Texto
^^^^^^^^
Indo na mesma direção do efeito dos cigarros, um terceiro ponto que pode explicar porque chamamos a depressão de “mal do século” tem relação direta com os vícios e o uso de drogas, álcool e cigarro. De acordo com um levantamento recente da Unifesp feito em 2013, o consumo de bebidas alcoólicas aumentou 20% no Brasil, algo que se repete também ao redor do mundo.

Mas é importante esclarecer que a dependência química é uma das causas que desencadeiam o transtorno, mas não é o fator principal que faz com que alguém tenha depressão, já que a doença precisa que esteja no histórico familiar para se manifestar.

No entanto, convidamos você a refletir sobre dois pontos de vista. Imagine duas pessoas que possuem predisposição genética.
^^^^^^^^
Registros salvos
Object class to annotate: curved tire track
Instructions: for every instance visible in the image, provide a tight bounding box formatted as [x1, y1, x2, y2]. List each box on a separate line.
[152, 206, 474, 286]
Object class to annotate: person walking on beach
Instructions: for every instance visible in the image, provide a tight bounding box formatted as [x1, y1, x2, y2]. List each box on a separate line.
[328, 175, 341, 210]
^^^^^^^^
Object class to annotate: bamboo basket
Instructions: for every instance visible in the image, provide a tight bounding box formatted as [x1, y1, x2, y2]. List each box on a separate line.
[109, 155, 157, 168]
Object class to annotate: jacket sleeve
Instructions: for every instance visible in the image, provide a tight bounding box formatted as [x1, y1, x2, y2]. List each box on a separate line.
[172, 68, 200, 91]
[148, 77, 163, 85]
^^^^^^^^
Tarefas propostas
a – No texto sobre depressão, quanto aumentou o consumo de bebidas alcoólicas no Brasil segundo o levantamento da Unifesp de 2013?
b – Extraia do texto sobre depressão o trecho que vai de "Indo na mesma" até "possuem predisposição genética.".
c – Continue o texto sobre depressão a partir do ponto em que ele para.

Respostas
a – Aumentou 20%.

b –
Indo na mesma direção do efeito dos cigarros, um terceiro ponto que pode explicar porque chamamos a depressão de “mal do século” tem relação direta com os vícios e o uso de drogas, álcool e cigarro. De acordo com um levantamento recente da Unifesp feito em 2013, o consumo de bebidas alcoólicas aumentou 20% no Brasil, algo que se repete também ao redor do mundo.

Mas é importante esclarecer que a dependência química é uma das causas que desencadeiam o transtorno, mas não é o fator principal que faz com que alguém tenha depressão, já que a doença precisa que esteja no histórico familiar para se manifestar.

No entanto, convidamos você a refletir sobre dois pontos de vista. Imagine duas pessoas que possuem predisposição genética.

c –
A primeira sabe que os pais tiveram depressão porque eles foram diagnosticados e, assim, sabe que existe sempre uma chance maior de tratamento mais efetivo e menos penoso. Além disso, essa pessoa foi incentivada desde cedo a praticar esportes, deve educação sobre consumo de drogas e pratica meditação ou qualquer outra forma de relaxar depois de um dia estressante.

Agora, aponte a visão para a segunda pessoa. Ela tem histórico de doença na família, mas a família não foi diagnosticada (por falta de acesso à informação ou à saúde de qualidade). Essa pessoa vai crescer sem saber como prevenir os sintomas da depressão, além disso viverá constantemente em estresse e, para se refugiar dos problemas, vai consumir álcool e drogas.

Diante desses dois quadros, responda: qual das duas pessoas tem mais chances de diminuir os efeitos da depressão? Qual das duas pessoas terá uma vida de maior bem-estar?

Por isso que a predisposição genética é a principal causadora da depressão, mas o problema é que, em sociedade moderna, a quantidade de fatores prontos para provocar uma crise tem a tendência a aumentar.

Há também um motivo para que essa doença esteja tão presente entre a população mais jovens. Uma pesquisa constatou que ela está presente em 25% dos entrevistados que estão dentro de uma faixa etária de 18 a 29 anos.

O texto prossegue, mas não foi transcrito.